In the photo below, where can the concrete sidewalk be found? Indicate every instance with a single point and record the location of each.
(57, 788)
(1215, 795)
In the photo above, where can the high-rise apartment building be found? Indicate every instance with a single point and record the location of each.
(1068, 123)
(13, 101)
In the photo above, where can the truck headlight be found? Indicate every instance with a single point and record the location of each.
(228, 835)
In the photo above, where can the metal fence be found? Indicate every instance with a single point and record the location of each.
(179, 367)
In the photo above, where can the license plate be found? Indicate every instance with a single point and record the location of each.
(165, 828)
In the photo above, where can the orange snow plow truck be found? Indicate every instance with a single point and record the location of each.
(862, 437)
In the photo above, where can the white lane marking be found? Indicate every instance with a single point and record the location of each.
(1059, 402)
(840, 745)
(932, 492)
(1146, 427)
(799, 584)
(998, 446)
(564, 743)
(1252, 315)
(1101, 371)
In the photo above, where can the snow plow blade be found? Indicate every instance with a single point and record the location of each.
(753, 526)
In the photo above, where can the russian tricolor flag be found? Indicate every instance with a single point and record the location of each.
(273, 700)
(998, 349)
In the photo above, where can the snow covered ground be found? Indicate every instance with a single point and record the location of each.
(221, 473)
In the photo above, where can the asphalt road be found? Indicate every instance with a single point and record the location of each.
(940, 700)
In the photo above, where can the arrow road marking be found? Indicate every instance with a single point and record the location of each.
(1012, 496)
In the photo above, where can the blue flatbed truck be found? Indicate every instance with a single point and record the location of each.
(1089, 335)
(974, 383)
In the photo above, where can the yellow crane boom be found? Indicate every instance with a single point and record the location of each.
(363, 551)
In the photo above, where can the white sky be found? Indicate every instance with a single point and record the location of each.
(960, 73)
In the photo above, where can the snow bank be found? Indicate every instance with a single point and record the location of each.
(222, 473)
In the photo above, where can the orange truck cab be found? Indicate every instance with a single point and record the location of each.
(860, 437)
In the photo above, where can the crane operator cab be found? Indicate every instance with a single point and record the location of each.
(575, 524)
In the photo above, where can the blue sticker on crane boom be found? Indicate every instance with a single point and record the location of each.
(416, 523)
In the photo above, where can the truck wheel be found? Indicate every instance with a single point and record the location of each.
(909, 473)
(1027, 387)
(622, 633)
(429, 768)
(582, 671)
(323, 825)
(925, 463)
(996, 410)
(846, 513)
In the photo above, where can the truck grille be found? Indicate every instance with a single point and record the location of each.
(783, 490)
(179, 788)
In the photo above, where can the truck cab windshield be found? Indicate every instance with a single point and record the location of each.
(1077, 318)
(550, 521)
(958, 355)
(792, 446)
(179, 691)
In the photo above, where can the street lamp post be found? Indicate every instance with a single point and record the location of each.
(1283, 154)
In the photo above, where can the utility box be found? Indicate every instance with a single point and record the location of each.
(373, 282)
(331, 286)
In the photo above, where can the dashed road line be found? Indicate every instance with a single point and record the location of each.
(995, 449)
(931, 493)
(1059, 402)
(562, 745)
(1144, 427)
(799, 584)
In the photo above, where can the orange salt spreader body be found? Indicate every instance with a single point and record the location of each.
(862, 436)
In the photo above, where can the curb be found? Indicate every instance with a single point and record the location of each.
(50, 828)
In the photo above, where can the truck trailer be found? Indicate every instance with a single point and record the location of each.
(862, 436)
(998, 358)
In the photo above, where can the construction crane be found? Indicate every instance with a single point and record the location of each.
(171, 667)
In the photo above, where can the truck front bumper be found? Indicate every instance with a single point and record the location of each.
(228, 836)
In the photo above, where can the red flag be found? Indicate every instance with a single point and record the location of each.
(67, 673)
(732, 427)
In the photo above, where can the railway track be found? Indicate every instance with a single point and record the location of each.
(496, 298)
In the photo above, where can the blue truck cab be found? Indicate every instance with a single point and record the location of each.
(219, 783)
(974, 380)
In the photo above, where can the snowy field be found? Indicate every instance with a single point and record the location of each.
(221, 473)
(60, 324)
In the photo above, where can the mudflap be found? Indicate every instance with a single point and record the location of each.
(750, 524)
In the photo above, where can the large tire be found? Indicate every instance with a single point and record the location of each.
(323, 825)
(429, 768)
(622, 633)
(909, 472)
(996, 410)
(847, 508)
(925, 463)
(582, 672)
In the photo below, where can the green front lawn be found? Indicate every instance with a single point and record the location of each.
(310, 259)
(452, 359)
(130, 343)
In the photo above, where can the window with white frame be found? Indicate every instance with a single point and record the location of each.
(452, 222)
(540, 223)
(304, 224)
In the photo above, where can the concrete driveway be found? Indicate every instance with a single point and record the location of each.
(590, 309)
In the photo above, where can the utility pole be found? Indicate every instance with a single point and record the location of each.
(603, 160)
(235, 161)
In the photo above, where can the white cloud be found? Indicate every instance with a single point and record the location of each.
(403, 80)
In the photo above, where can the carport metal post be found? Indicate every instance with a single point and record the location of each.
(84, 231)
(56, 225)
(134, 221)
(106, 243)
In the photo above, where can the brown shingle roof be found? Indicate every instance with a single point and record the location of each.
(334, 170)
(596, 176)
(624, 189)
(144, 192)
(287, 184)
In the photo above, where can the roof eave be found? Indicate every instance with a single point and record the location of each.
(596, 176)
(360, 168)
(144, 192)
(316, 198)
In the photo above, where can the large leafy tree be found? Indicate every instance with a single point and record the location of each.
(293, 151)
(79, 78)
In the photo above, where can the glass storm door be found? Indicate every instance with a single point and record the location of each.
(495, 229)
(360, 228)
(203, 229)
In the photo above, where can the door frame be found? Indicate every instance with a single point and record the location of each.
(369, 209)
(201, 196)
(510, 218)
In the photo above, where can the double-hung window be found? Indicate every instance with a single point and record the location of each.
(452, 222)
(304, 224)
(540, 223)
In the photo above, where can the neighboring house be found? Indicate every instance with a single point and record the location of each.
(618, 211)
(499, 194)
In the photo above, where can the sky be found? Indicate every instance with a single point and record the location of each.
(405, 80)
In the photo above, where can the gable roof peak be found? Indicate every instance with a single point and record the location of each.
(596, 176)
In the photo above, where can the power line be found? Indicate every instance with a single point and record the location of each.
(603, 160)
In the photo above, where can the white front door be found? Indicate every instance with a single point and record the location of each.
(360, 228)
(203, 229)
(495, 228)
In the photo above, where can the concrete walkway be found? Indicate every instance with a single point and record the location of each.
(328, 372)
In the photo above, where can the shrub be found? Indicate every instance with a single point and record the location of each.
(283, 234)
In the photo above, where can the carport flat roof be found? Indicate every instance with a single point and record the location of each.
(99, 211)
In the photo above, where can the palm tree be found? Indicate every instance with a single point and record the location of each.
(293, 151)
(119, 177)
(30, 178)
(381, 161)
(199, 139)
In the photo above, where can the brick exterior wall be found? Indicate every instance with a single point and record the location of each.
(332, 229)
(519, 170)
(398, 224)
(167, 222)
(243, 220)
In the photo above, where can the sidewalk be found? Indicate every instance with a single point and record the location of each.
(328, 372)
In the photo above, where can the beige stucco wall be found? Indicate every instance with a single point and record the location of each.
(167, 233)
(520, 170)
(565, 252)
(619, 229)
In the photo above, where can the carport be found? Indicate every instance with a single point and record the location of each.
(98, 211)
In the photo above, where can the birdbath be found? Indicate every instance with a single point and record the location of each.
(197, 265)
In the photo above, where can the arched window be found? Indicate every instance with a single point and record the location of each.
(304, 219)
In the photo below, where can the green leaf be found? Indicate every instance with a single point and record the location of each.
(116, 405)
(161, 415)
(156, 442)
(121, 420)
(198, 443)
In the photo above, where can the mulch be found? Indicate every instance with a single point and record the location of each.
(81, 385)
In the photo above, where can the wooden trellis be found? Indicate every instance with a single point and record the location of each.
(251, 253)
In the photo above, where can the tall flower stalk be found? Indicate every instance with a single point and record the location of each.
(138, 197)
* * * * *
▶ YOUR GOAL
Arrange the material above as a JSON list of strings, one string per line and blank lines omitted, starting with the line that contains "In the photo above, where can the snow bank" and continuing through the line that contains "(1283, 154)".

▶ TASK ANSWER
[
  "In the photo above, where can the snow bank be found? Indicate every instance with a single point and record the location of each.",
  "(222, 473)",
  "In the photo above, where can the orange truck cab be found? Indicate every instance with a single point and record the location of each.",
  "(860, 437)",
  "In the photo above, where can the crane operator cab be found? Indicate every instance with a single point and record the location of each.",
  "(575, 524)",
  "In the photo above, where can the blue sticker on crane boom be found? Indicate every instance with a single point and record the location of each.",
  "(416, 523)",
  "In the photo above, where can the truck wheel be found? Indicate every instance with a single point and record the location of each.",
  "(909, 473)",
  "(1027, 387)",
  "(622, 633)",
  "(429, 768)",
  "(582, 671)",
  "(323, 825)",
  "(925, 463)",
  "(996, 410)",
  "(846, 513)",
  "In the photo above, where can the truck grille be found? Indicate every instance with a single point and record the location of each.",
  "(783, 490)",
  "(179, 788)",
  "In the photo above, where can the truck cab windshield be found? Indicate every instance with a single point and record the location of each.",
  "(1077, 318)",
  "(550, 521)",
  "(958, 355)",
  "(792, 446)",
  "(179, 691)",
  "In the photo above, where can the street lamp post be found? Indicate every instance with a single point and record the location of each.",
  "(1283, 154)"
]